PROBLEM DETAILS | Copy the coating composition passage again, starting at "[0059] Referring now" and ending at "is described below.", and substitute "waterborne" for "solvent borne".

PASSAGE PROVIDED |
═══

Coating Composition:

[0059] Referring now to the composition itself, the composition is solvent borne and may be a one-component composition or a two-component composition. Each is described below.

One-Component Composition:

[0060] In various embodiments, the composition is, includes, consists essentially of, or consist of: a resin comprising an acrylic, a polyester, or combinations thereof; a melamine cross-linker; an optional pigment; an organic solvent; and at least one polyamide wax. For example, the terminology "consists essentially of" may describe embodiments that are free from resins or polymers not described herein or described herein as optional, cross-linkers not described herein or described herein as optional, pigments not described herein or described herein as optional, organic solvents not described herein or described herein as optional, and sag control and/or rheology control agents not described herein or described herein as optional. The terminology “free of" or “free from” may be describe that the composition includes less than about 10, 9, 8, 7, 6, 5, 4, 3, 2, 1, 0.5, or 0.1, weight percent, e.g. weight percent actives, of that compound based on a total weight of the composition. Alternatively, the terminology “free of” or “free from” may be describe that the composition is entirely free from the compound.

Two- Component Composition:

[0061] In various embodiments, the composition is, includes, consists essentially of, or consists of a hydroxyl-functional resin; an isocyanate cross-linker; an optional pigment; an organic solvent; and at least one polyamide wax. For example, the terminology “consists essentially of” may describe embodiments that are free from resins or polymers not described herein or described herein as optional, cross-linkers not described herein or described herein as optional, pigments not described herein or described herein as optional, organic solvents not described herein or described herein as optional, and sag control and/or rheology control agents not described herein or described herein as optional. The terminology “free of” or “free from” may be describe that the composition includes less than about 10, 9, 8, 7, 6, 5, 4, 3, 2, 1, 0.5, or 0.1, weight percent, e.g. weight percent actives, of that compound based on a total weight of the composition. Alternatively, the terminology “free of” or “free from” may be describe that the composition is entirely free from the compound. In various non-limiting embodiments, all values and ranges of values, both whole and fractional, including and between the aforementioned values, are hereby expressly contemplated for use herein.

Resin Comprising an Acrylic, a Polyester, or Combinations Thereof

[0062] Relative to the one-component composition, the resin may be, include, consist essentially of, or consist of, an acrylic, a polyester, or combinations thereof. For example, the terminology “consist essentially of” may describe embodiments that are free of an acrylic, a polyester, or any other polymer known in the art, wherein "free of" is as described above. For example, the composition, and/or resin itself, may include an acrylic and be free of a polyester and/or any other polymer. Alternatively, the composition, and/or the resin itself, may include a polyester and be free of an acrylic and/or any other polymer. The composition and/or the resin itself may include both an acrylic and a polyester and be free of any other polymer.

═══

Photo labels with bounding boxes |
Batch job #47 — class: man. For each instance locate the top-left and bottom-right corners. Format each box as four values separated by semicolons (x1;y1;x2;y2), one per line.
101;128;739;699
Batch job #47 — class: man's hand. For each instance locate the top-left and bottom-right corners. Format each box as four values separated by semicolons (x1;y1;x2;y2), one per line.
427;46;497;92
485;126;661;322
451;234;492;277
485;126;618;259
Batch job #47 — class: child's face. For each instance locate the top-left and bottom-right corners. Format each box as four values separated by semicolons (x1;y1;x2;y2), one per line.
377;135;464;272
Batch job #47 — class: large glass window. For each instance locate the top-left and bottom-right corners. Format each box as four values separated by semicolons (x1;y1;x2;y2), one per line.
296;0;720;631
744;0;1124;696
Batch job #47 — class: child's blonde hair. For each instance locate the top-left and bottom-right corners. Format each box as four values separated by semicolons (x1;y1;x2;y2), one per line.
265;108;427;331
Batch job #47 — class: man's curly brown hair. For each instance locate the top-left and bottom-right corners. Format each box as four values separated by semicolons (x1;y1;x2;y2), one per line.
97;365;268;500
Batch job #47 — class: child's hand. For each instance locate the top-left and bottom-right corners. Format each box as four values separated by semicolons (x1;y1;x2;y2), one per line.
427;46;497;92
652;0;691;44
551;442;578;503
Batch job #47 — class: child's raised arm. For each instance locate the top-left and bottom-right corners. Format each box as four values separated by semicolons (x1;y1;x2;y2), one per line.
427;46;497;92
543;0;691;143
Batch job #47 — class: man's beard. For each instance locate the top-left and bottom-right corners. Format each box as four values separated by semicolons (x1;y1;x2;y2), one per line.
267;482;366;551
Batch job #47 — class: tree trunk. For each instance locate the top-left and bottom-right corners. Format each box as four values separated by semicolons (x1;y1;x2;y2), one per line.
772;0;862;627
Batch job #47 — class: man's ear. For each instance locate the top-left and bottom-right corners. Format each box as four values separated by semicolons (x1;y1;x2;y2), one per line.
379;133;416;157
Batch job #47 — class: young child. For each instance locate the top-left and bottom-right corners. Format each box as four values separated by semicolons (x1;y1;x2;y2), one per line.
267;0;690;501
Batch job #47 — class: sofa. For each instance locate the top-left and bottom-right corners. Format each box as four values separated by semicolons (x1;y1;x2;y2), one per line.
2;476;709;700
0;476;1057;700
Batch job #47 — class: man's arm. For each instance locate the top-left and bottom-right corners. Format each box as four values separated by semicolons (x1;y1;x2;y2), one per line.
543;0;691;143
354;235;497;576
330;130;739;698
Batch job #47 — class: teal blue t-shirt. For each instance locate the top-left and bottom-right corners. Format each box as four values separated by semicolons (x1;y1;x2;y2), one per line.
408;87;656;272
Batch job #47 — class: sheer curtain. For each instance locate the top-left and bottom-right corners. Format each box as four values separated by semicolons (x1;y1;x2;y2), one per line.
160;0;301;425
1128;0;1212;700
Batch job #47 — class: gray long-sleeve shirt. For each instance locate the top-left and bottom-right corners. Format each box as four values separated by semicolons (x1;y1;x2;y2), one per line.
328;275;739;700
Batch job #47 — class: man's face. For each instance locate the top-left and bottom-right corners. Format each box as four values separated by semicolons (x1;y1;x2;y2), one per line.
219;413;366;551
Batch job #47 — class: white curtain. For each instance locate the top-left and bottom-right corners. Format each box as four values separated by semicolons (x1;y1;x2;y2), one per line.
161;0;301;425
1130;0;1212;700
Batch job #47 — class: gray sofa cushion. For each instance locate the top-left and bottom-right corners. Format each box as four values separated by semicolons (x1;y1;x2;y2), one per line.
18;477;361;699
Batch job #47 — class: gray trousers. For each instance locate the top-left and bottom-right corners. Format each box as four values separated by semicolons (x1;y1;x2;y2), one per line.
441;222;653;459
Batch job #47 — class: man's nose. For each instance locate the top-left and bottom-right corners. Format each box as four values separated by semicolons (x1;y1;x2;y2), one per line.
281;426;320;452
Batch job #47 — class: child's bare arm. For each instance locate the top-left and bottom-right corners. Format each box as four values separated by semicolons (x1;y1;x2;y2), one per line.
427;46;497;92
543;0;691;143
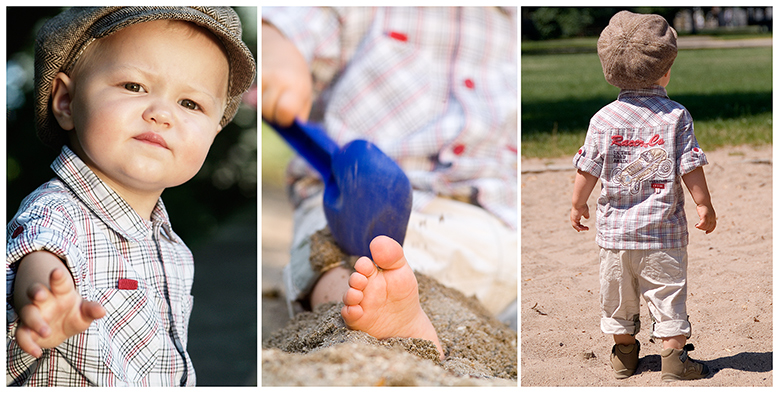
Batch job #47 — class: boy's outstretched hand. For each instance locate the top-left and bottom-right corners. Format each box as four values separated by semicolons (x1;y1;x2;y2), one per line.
14;251;106;358
262;22;313;127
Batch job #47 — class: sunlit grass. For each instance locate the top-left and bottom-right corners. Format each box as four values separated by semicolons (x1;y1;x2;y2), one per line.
520;48;773;157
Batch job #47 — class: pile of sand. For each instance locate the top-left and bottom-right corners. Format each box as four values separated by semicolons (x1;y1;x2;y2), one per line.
262;273;517;386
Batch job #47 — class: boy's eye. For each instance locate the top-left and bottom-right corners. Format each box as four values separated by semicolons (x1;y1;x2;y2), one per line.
124;82;143;92
179;99;200;110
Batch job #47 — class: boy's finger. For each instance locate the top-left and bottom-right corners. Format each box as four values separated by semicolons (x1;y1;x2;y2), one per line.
16;324;43;359
49;268;73;296
27;283;49;303
19;304;51;337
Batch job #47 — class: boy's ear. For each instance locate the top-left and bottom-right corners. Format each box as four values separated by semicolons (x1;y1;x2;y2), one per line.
51;72;75;131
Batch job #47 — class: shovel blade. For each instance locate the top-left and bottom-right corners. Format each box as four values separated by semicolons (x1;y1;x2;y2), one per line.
323;140;412;258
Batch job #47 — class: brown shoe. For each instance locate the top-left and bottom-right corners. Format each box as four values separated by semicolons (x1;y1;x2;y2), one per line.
660;344;709;382
611;341;641;379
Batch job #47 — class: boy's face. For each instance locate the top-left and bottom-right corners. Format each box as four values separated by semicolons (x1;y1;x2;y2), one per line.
52;21;229;200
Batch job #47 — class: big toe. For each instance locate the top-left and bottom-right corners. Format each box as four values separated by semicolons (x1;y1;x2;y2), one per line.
370;235;406;270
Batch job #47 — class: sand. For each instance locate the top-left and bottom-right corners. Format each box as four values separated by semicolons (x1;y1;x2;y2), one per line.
262;230;517;386
520;146;773;386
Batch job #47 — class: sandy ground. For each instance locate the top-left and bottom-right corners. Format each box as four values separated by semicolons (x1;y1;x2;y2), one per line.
520;146;773;386
261;187;518;386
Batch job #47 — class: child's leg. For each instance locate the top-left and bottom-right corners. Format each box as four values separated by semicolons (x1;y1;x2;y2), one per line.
661;335;687;349
600;249;641;379
639;247;709;381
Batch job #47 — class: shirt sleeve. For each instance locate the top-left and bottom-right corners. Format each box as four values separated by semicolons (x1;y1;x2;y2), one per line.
262;7;345;91
573;126;603;178
5;196;78;328
676;111;709;176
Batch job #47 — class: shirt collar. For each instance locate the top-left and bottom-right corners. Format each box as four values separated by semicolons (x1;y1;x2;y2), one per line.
51;146;170;242
617;85;668;100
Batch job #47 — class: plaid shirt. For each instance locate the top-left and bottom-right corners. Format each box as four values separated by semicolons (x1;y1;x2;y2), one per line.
6;147;195;386
262;7;517;228
573;86;708;250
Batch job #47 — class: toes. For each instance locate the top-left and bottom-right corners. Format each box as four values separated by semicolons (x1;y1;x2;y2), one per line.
370;236;406;269
343;288;365;306
341;306;365;325
349;272;368;291
349;257;378;278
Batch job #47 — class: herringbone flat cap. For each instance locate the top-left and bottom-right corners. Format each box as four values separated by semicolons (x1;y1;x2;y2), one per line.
598;11;677;89
35;6;256;149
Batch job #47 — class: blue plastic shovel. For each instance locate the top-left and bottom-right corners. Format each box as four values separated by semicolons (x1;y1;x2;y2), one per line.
269;120;412;257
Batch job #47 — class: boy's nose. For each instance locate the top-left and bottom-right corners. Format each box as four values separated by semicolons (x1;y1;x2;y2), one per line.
143;101;173;126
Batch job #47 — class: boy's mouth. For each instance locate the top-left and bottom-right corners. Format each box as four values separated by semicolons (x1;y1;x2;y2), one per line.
134;132;168;149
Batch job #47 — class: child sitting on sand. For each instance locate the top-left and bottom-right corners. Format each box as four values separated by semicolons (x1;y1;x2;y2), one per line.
6;7;255;386
570;11;717;381
262;7;517;357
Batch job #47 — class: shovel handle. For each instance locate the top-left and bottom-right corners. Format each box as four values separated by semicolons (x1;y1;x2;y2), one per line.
263;119;338;181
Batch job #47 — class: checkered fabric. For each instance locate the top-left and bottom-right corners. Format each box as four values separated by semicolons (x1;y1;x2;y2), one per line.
573;85;708;250
6;147;195;386
262;7;517;228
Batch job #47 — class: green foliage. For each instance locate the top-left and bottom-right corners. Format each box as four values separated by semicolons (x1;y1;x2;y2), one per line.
520;48;772;157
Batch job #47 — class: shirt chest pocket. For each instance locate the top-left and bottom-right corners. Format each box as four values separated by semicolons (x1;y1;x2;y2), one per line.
96;286;164;383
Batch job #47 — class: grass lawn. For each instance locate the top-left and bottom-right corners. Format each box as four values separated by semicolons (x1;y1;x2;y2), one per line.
520;48;772;157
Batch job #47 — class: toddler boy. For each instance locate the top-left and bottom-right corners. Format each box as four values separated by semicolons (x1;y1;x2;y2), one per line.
570;11;717;381
6;7;255;386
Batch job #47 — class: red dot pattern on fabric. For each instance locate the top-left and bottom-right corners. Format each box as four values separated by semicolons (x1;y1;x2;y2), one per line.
389;31;408;42
119;278;138;291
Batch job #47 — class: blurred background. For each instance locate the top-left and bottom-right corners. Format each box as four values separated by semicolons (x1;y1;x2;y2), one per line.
5;7;258;386
520;7;773;157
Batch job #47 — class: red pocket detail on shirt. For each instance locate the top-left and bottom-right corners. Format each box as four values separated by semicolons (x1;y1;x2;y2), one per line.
119;278;138;291
389;31;408;42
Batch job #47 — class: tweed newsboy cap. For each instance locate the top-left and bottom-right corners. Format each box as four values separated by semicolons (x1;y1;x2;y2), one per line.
35;6;256;149
598;11;677;89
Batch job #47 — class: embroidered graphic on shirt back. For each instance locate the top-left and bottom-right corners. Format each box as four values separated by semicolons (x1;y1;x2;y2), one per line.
611;147;674;194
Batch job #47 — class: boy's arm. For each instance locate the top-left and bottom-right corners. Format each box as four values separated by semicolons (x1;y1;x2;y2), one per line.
682;167;717;233
571;169;598;232
14;251;105;358
262;22;313;126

═══

WRITTEN RESPONSE |
[0059] Referring now to the composition itself, the composition is waterborne and may be a one-component composition or a two-component composition. Each is described below.